Accordingly, a need exists for improved oil distribution in a bearing chamber of a gas turbine engine.

BRIEF DESCRIPTION

According to an aspect of the disclosure, a bearing chamber is provided. The bearing chamber includes an interior surface comprising a terminal block defining a keyway and a conduit terminating at the keyway and an oil nozzle defining an internal channel. The oil nozzle includes a base tightly fittable in the keyway. When the base is tightly fit in the keyway, the internal channel is communicative with the conduit and an orientation of the keyway and a configuration of the oil nozzle are cooperatively established to aim the oil nozzle at a predefined target within the bearing chamber.
In accordance with additional or alternative embodiments, the interior surface and the terminal block are additively manufactured.
In accordance with additional or alternative embodiments, the keyway and the base are each elongate.
In accordance with additional or alternative embodiments, the base includes a fastening point at which the base is fastened to the terminal block at the keyway.
In accordance with additional or alternative embodiments, an opening of the internal channel sits flush against a terminus of the conduit.
In accordance with additional or alternative embodiments, the oil nozzle includes a main section defining the internal channel, a main nozzle section coupled to the main section and defining a main nozzle internal channel communicative with the internal channel and an aperture at a distal end thereof and an additional nozzle section split off from the main nozzle section and defining an additional nozzle internal channel communicative with the main nozzle internal channel and an aperture at a distal end thereof.
In accordance with additional or alternative embodiments, the main nozzle section and the additional nozzle section point in different directions.
In accordance with additional or alternative embodiments, at least one of the main nozzle section and the additional nozzle section includes grooves at the corresponding aperture.
In accordance with additional or alternative embodiments, at least one of the main nozzle section and the additional nozzle section includes rifling at the corresponding aperture.
In accordance with additional or alternative embodiments, the main nozzle section and the additional nozzle section have different aperture configurations.
In accordance with additional or alternative embodiments, a proximal end of the additional nozzle section includes a sharp turn.
In accordance with additional or alternative embodiments, another additional nozzle section is split off from the main nozzle section.
In accordance with additional or alternative embodiments, another additional nozzle section is split off from the additional nozzle section.
In accordance with additional or alternative embodiments, the oil nozzle includes a main section defining the internal channel, a main nozzle section coupled to the main section and defining a main nozzle internal channel communicative with the internal channel and an aperture at a distal end thereof and multiple additional nozzle sections, each of which is split off from the main nozzle section and each of which defines an additional nozzle internal channel communicative with the main nozzle internal channel and an aperture at a distal end thereof.
In accordance with additional or alternative embodiments, the main nozzle section and each of the multiple additional nozzle sections point in different directions.

DATA
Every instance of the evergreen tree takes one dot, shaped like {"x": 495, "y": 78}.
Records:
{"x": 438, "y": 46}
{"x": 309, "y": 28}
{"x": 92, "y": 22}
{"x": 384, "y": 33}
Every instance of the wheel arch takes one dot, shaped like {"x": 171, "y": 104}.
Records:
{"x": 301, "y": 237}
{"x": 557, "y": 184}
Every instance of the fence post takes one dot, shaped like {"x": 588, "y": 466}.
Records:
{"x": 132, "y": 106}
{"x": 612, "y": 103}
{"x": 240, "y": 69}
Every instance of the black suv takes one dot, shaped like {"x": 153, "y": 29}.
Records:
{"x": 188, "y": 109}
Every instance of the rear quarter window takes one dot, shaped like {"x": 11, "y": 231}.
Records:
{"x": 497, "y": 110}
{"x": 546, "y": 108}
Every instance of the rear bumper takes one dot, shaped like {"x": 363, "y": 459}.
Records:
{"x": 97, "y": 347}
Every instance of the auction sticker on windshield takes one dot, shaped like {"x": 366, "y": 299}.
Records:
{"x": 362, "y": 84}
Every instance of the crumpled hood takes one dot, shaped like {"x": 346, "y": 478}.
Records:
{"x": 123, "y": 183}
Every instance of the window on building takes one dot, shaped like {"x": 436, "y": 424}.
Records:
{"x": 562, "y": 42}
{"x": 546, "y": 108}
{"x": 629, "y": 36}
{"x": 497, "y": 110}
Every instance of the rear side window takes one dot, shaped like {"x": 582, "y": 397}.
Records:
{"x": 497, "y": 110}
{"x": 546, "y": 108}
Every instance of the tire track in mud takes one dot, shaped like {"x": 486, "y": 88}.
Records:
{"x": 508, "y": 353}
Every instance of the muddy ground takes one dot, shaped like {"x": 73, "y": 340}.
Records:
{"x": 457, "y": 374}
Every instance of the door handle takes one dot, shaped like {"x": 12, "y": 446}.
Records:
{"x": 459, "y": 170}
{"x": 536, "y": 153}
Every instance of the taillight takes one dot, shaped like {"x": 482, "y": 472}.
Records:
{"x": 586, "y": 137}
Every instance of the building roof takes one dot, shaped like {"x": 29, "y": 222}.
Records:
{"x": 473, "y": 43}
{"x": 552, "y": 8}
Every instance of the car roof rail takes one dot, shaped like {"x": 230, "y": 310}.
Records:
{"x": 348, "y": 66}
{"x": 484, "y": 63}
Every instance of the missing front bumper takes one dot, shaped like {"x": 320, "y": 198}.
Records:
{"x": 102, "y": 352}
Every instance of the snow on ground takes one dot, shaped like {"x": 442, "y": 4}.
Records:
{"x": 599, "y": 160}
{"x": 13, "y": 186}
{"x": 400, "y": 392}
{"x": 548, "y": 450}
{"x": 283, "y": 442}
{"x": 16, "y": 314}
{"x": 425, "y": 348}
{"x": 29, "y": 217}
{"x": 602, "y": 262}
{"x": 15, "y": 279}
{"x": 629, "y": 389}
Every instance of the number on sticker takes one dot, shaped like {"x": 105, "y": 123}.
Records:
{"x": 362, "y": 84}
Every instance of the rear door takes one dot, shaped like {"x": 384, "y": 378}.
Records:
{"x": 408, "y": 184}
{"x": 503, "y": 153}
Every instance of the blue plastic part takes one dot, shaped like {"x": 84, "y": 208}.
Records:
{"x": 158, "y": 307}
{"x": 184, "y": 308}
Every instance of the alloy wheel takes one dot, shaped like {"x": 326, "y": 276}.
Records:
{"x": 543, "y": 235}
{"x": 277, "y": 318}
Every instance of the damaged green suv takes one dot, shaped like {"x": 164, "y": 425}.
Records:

JOB A
In the bearing chamber text, what purpose does it give for the way the keyway's orientation and the oil nozzle's configuration are set up when the base is tightly fit in the keyway? Answer in one to three sentences.
JOB B
Write out word for word the passage of the bearing chamber text that opens with the words containing "Accordingly, a need" and closes with "are additively manufactured.".

WRITTEN RESPONSE A
The keyway's orientation and the oil nozzle's configuration are established together so that the oil nozzle is aimed at a predefined target within the bearing chamber.

WRITTEN RESPONSE B
Accordingly, a need exists for improved oil distribution in a bearing chamber of a gas turbine engine.

BRIEF DESCRIPTION

According to an aspect of the disclosure, a bearing chamber is provided. The bearing chamber includes an interior surface comprising a terminal block defining a keyway and a conduit terminating at the keyway and an oil nozzle defining an internal channel. The oil nozzle includes a base tightly fittable in the keyway. When the base is tightly fit in the keyway, the internal channel is communicative with the conduit and an orientation of the keyway and a configuration of the oil nozzle are cooperatively established to aim the oil nozzle at a predefined target within the bearing chamber.
In accordance with additional or alternative embodiments, the interior surface and the terminal block are additively manufactured.